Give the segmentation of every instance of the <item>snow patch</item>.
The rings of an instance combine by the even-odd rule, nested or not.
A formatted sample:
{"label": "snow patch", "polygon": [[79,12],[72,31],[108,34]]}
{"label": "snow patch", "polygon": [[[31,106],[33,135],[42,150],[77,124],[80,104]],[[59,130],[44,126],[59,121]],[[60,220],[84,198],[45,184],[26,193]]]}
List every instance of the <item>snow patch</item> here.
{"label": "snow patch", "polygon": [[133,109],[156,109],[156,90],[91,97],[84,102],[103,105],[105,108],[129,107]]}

^^^^^^^^

[INSTRUCTIONS TO FOLLOW]: Format the data above as a JSON array of strings, one string per line, skipping any blank lines.

[THE SOLUTION]:
[
  "Give the segmentation of every instance of the <item>snow patch</item>.",
  "The rings of an instance combine by the even-odd rule, nested or not.",
  "A formatted sample:",
  "{\"label\": \"snow patch\", \"polygon\": [[79,12],[72,31],[108,34]]}",
  "{\"label\": \"snow patch\", \"polygon\": [[[31,106],[33,135],[42,150],[77,124],[80,104]],[[59,130],[44,126],[59,121]],[[60,220],[84,198],[45,184],[26,193]]]}",
  "List every instance of the <item>snow patch</item> here.",
  "{\"label\": \"snow patch\", \"polygon\": [[133,109],[156,109],[156,90],[91,97],[84,102],[103,105],[105,108],[129,107]]}"
]